__Brief__.
Report how many lines of the data below contain the string "blue", counting only matches in the same case. Give the number alone.

========

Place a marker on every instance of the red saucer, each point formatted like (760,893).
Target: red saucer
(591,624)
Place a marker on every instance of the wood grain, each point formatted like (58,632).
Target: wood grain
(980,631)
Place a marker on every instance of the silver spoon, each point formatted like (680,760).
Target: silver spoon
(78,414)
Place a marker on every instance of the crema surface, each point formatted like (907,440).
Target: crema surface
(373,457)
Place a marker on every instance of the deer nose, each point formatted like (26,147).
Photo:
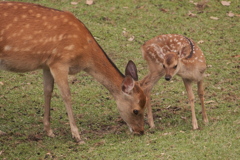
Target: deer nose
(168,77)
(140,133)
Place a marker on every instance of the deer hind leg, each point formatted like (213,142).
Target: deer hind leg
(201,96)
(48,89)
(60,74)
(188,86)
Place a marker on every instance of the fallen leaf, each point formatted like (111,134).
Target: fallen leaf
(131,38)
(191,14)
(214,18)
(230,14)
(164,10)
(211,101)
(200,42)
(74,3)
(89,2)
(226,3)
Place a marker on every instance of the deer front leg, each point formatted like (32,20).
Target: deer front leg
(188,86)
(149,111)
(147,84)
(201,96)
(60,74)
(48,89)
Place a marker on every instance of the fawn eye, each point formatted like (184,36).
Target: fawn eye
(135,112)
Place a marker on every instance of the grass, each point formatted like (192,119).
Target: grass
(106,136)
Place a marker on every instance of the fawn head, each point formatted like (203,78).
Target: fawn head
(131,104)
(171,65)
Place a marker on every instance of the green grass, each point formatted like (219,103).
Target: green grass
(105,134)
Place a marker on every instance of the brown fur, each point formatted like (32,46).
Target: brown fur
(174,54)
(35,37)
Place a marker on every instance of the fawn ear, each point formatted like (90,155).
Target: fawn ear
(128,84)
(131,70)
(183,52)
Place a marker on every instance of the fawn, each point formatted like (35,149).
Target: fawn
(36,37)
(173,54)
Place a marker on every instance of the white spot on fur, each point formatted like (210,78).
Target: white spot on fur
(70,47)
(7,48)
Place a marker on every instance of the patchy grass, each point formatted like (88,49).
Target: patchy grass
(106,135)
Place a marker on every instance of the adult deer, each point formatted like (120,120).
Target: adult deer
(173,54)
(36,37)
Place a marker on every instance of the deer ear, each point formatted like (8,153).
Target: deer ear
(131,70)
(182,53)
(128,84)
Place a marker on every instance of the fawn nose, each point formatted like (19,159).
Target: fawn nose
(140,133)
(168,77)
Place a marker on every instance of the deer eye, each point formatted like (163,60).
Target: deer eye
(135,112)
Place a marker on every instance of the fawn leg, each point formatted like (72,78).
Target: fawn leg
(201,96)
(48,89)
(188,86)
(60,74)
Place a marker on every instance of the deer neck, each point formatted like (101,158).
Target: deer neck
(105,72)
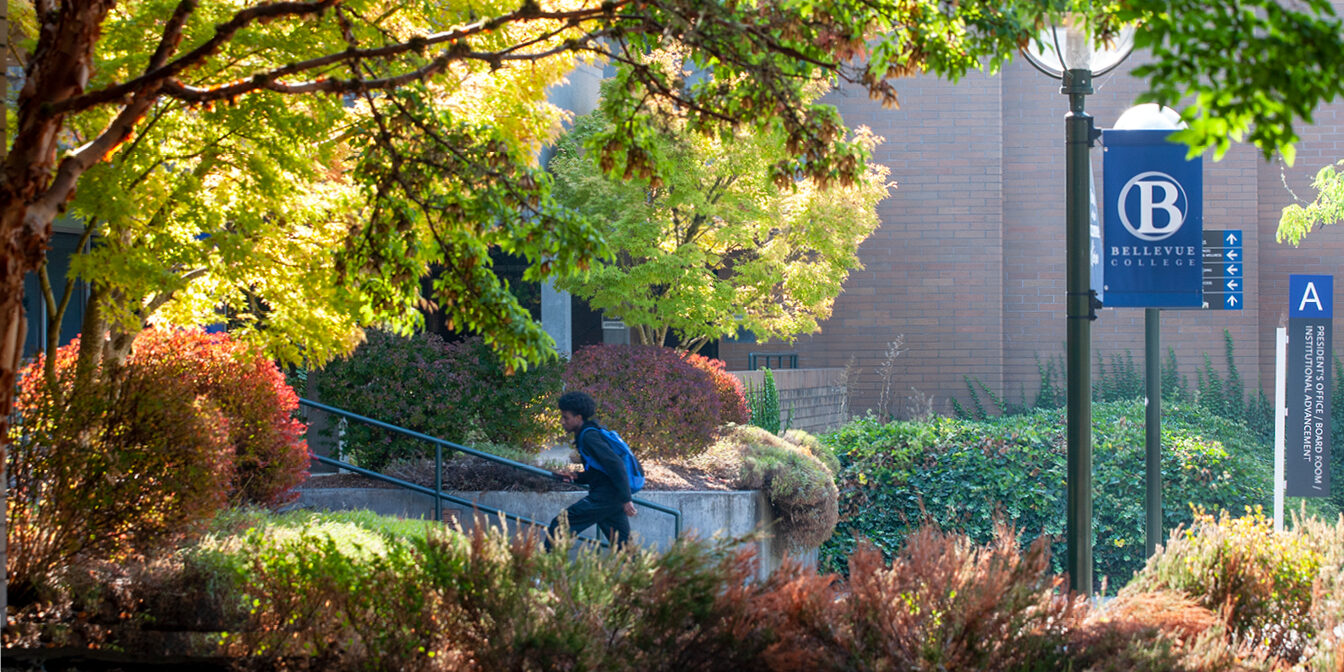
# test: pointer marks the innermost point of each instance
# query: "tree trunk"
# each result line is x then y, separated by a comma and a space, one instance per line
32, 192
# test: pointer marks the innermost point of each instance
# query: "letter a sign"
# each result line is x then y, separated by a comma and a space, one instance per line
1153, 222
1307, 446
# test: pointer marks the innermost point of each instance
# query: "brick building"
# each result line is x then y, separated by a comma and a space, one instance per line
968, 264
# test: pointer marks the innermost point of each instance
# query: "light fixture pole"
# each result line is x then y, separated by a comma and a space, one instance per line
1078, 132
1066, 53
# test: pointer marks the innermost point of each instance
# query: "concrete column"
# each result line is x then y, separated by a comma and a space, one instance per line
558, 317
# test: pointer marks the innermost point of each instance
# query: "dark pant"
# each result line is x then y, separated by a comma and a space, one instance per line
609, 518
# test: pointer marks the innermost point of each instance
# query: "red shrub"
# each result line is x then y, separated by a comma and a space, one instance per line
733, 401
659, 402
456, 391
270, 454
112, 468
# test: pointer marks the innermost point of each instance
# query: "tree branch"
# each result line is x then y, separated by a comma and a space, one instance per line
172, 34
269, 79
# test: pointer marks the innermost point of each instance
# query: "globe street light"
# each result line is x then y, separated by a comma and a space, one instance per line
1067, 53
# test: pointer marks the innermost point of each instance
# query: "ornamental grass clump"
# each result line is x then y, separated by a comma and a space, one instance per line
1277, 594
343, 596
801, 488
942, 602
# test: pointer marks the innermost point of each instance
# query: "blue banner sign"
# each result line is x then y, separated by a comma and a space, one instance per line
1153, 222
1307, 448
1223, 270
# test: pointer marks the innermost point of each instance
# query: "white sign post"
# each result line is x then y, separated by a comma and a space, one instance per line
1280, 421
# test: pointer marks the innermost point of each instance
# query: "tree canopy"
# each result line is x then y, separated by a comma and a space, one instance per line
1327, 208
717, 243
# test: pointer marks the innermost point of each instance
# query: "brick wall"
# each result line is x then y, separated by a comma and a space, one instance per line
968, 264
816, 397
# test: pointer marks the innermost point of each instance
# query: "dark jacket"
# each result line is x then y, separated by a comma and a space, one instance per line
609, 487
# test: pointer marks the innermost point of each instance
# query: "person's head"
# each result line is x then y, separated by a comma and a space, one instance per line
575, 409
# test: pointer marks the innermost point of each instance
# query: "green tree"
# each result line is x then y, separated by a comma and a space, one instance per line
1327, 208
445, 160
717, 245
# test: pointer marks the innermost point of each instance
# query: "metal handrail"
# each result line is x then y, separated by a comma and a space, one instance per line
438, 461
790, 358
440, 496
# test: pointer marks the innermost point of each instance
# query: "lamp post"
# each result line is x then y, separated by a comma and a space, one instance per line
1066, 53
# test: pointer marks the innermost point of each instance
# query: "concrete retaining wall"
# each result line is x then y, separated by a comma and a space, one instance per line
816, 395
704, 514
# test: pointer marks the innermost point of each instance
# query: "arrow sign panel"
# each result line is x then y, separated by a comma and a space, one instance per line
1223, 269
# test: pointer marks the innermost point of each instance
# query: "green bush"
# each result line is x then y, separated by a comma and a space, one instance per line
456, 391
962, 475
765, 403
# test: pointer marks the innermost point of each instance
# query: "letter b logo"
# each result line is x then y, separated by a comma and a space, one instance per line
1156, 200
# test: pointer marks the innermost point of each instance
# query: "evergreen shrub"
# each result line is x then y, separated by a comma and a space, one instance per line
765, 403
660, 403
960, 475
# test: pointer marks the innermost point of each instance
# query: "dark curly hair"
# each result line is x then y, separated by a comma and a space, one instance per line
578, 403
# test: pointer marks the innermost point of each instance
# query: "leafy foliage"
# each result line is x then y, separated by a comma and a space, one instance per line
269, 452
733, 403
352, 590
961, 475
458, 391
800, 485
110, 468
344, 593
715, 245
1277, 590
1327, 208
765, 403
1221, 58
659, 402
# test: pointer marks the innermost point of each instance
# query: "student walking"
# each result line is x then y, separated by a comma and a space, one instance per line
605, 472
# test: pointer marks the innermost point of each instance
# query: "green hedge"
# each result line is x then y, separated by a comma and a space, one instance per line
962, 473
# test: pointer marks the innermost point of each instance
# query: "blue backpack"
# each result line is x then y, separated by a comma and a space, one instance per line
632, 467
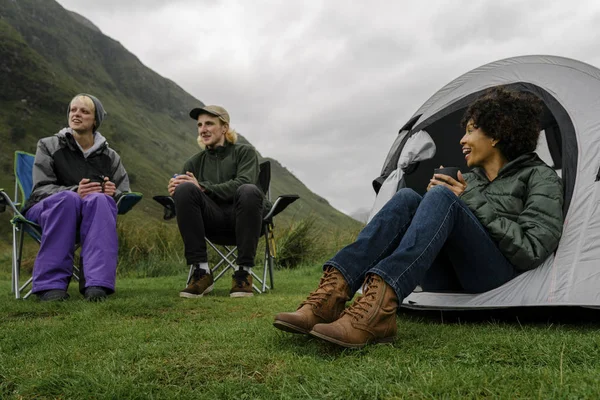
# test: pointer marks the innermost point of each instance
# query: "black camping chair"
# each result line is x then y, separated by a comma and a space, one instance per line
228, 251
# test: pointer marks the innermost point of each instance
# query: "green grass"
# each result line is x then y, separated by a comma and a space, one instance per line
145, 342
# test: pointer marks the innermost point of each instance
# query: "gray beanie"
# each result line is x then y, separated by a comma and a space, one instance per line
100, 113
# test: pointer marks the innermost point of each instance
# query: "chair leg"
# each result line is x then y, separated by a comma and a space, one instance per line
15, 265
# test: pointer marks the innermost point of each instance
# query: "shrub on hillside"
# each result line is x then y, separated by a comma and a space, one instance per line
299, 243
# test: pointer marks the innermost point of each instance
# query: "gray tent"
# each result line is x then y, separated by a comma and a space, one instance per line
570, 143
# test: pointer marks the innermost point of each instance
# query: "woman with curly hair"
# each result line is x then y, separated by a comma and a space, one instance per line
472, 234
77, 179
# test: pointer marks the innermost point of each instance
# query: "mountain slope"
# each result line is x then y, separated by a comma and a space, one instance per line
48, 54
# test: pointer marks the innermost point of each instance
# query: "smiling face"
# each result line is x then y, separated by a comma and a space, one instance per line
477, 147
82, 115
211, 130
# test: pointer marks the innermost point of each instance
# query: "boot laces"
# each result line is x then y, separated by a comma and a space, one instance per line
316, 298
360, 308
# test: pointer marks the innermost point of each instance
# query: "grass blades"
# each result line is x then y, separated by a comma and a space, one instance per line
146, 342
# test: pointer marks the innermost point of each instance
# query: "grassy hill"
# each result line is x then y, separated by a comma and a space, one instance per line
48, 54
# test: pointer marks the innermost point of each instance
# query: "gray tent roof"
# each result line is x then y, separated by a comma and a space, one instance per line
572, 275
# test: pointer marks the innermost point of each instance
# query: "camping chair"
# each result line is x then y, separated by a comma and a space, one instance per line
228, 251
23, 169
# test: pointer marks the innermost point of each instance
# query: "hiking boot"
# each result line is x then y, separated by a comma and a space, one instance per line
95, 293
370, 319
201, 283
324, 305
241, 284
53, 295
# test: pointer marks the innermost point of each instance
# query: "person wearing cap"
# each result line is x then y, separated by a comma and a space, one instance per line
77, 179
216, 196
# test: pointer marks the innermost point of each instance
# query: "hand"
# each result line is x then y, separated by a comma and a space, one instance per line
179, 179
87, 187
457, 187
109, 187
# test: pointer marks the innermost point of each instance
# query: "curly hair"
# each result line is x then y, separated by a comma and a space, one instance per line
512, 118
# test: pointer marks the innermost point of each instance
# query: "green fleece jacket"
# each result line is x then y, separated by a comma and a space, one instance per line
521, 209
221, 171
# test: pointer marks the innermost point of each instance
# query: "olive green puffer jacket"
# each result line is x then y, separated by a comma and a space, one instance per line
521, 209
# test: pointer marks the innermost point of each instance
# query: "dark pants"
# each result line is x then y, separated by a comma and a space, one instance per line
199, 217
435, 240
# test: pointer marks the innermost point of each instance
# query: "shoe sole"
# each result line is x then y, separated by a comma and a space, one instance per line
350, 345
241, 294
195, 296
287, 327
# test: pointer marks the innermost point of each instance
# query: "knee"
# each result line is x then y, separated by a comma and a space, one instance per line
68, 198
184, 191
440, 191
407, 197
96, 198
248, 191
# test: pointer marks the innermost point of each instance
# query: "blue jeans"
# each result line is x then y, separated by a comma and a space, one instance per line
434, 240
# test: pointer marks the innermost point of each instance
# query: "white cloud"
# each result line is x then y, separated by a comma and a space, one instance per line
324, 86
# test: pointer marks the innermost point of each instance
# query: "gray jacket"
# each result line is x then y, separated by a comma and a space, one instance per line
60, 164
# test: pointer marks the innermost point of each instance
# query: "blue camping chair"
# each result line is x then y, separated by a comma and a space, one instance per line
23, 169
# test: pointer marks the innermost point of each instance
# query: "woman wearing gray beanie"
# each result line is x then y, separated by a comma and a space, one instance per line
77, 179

========

__Result of the task__.
4